» **DOCUMENT TEXT**:
☆ ☆ ☆ ☆ ☆

Story reading as a form sits between recital and theatre. There is no set, no costume, no fourth wall to break. Six chairs, six scripts, one narrator at a podium. The text does the heavy lifting. The actor’s craft is in the breath — where to pause, when to lift, how to hold a Gujarati word so its specific weight lands in a Mumbai auditorium where half the audience hasn’t spoken the language at home in a decade.
For Ideas Unlimited, the evening sits in a longer arc. Manoj Shah has been directing Gujarati literature onto Mumbai stages for 35 years. Mareez. Apurva Avsar. Karl Marx in Kalbadevi. Adbhut. Each one a translation — not from one language to another, but from page to room. Gujarati Full Thali continues that work in its purest form: the page brought into the room, by the people who can read it best.

☆ ☆ ☆ ☆ ☆

» **EXTRACTED RECORDS**:
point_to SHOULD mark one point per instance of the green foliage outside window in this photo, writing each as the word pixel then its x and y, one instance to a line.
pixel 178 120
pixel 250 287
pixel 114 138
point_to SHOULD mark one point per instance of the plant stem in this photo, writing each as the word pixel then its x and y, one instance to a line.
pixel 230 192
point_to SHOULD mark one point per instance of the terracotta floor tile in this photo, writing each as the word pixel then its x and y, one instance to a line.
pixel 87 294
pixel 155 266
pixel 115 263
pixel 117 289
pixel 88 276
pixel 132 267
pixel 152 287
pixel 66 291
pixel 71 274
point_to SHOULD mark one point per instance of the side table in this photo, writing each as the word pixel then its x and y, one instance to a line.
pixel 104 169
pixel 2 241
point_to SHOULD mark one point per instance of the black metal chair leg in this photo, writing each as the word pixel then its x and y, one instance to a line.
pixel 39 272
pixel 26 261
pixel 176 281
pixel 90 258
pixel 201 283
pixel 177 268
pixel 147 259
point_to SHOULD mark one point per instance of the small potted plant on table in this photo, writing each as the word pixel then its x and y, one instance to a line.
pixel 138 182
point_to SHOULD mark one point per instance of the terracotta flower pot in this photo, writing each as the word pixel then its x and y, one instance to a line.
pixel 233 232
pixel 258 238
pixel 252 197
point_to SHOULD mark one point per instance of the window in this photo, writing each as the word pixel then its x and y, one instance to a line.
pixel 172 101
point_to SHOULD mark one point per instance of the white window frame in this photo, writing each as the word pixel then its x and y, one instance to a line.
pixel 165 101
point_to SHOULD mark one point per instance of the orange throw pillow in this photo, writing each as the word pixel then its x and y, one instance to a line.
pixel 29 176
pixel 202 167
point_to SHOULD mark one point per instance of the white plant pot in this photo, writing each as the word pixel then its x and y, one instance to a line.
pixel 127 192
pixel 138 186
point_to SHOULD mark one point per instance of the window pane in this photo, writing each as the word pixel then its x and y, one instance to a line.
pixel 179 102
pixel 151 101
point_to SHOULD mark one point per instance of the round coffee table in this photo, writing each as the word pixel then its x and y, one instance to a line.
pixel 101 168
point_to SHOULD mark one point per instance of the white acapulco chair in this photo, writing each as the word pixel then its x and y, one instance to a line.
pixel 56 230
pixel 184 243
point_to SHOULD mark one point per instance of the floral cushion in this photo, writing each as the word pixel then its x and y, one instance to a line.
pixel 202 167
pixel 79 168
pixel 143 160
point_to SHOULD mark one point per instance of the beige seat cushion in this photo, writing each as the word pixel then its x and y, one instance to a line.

☆ ☆ ☆ ☆ ☆

» **REQUIRED WORK**:
1. In the text about story reading, rewrite the stretch from "Story reading as" through "read it best.", swapping "podium" for "lectern".
2. Carry on the text about story reading and Manoj Shah's Gujarati stage work from its last sentence.

» **RESULTS OF THE TASKS**:
1.
Story reading as a form sits between recital and theatre. There is no set, no costume, no fourth wall to break. Six chairs, six scripts, one narrator at a lectern. The text does the heavy lifting. The actor’s craft is in the breath — where to pause, when to lift, how to hold a Gujarati word so its specific weight lands in a Mumbai auditorium where half the audience hasn’t spoken the language at home in a decade.
For Ideas Unlimited, the evening sits in a longer arc. Manoj Shah has been directing Gujarati literature onto Mumbai stages for 35 years. Mareez. Apurva Avsar. Karl Marx in Kalbadevi. Adbhut. Each one a translation — not from one language to another, but from page to room. Gujarati Full Thali continues that work in its purest form: the page brought into the room, by the people who can read it best.

2.
NCPA’s Off-Stage programme has a particular role in Mumbai’s cultural calendar. It is where the institution lets the strict frame of the proscenium relax — where performance can be smaller, more intimate, closer to literary salon than to scripted play. It is the right home for a thali. The audience eats slowly.
Box office opened 26 April for NCPA members and 29 April for the public. Capacity at the Godrej Dance Theatre is limited, which is the point. This is not a production designed to scale. It is designed to be eaten in one sitting, savoured, remembered, and — if Manoj Shah and the team have done their work — talked about for weeks afterwards, in the language it was served in.